Start of Block
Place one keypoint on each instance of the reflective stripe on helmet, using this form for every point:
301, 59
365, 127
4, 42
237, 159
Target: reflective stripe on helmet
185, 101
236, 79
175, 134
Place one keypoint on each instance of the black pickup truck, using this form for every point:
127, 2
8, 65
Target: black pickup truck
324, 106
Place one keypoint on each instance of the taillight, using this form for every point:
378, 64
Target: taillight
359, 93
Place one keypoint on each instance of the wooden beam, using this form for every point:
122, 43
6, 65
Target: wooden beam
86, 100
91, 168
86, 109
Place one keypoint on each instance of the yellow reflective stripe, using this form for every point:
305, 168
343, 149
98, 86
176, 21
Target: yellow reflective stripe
End of Block
Reproduce the entries above in full, precisely as written.

RESPONSE TO THE TASK>
Place one keypoint on each instance of the reflective stripe on helmet, using this form for every point:
301, 59
365, 127
4, 42
237, 159
Target: reflective stripe on helmet
185, 101
236, 79
175, 134
Place one keypoint on each instance of the black pickup truck, using this form for every point:
127, 2
8, 65
Target: black pickup truck
324, 106
Place one keypoint on each instance of the taillight, using this form for every point:
378, 64
Target: taillight
359, 93
Place one keypoint on each instance of the wooden beam, using this form for every point:
122, 43
6, 65
Target: wooden beam
86, 100
91, 168
86, 109
Place one keypoint on each instance of the yellow reflective stripe, using this form for every point:
305, 168
343, 149
98, 86
176, 21
Target: yellow reflective stripe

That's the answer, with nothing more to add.